The request: Which lines in the rows below contain the string "rain"? Return every such line in full, treating uppercase and lowercase as different.

Recorded information:
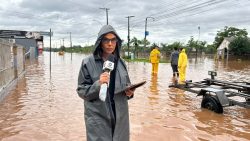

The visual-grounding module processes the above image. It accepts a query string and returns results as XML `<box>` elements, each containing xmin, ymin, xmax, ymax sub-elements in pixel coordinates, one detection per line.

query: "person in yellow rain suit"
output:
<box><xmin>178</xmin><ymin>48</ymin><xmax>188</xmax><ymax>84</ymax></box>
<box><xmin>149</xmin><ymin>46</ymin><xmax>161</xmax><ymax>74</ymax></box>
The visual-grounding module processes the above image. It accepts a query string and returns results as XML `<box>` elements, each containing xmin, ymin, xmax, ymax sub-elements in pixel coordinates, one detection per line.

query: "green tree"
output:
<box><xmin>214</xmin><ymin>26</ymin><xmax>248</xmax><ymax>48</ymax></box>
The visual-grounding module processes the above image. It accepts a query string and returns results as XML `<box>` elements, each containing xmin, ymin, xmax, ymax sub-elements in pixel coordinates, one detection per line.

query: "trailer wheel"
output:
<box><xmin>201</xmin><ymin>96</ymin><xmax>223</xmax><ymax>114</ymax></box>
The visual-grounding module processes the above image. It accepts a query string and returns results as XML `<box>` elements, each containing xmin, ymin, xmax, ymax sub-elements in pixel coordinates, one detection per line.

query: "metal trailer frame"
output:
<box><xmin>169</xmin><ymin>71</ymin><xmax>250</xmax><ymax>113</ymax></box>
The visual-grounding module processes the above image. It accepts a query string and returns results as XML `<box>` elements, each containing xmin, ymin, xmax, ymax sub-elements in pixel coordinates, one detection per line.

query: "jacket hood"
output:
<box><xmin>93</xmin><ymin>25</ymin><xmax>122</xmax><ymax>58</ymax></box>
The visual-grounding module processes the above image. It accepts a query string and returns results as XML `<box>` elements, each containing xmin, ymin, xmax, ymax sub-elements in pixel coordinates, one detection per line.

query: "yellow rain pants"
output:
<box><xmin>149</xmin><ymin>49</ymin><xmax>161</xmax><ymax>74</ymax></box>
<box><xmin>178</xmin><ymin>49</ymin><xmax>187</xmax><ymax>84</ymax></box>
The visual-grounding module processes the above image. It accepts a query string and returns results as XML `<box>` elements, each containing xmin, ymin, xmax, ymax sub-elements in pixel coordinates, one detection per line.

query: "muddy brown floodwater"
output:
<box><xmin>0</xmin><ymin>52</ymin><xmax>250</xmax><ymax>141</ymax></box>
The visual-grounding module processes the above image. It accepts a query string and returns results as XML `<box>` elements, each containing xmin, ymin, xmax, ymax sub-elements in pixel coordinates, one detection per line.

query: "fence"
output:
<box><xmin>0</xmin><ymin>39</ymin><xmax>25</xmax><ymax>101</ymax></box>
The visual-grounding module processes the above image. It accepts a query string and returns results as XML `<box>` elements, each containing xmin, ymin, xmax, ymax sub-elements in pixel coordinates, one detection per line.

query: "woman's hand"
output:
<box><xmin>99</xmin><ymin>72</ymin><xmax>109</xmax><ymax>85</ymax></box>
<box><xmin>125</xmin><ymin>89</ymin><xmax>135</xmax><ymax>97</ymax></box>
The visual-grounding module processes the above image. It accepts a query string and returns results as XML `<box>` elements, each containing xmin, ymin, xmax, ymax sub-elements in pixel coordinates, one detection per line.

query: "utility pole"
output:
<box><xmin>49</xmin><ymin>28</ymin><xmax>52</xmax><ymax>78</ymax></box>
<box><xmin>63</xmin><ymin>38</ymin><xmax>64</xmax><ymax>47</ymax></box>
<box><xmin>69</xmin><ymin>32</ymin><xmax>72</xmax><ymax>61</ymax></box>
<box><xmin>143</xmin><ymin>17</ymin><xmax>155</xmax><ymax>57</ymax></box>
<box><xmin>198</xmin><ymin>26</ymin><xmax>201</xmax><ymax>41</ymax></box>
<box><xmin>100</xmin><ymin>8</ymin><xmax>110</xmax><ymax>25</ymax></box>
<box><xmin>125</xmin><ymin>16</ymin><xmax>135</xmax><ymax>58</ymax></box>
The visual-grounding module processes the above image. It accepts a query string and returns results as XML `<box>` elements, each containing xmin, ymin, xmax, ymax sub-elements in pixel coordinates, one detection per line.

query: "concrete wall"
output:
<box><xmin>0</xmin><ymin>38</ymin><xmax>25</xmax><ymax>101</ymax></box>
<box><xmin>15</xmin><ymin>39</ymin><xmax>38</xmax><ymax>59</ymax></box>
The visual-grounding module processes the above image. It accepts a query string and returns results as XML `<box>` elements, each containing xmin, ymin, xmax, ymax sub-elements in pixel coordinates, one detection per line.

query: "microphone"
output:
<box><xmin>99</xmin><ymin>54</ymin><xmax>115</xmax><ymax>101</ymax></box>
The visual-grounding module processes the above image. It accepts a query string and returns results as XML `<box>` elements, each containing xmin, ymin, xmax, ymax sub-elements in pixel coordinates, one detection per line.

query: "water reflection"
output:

Finished answer:
query: "person in yellow rain suit"
query: "yellow rain pants"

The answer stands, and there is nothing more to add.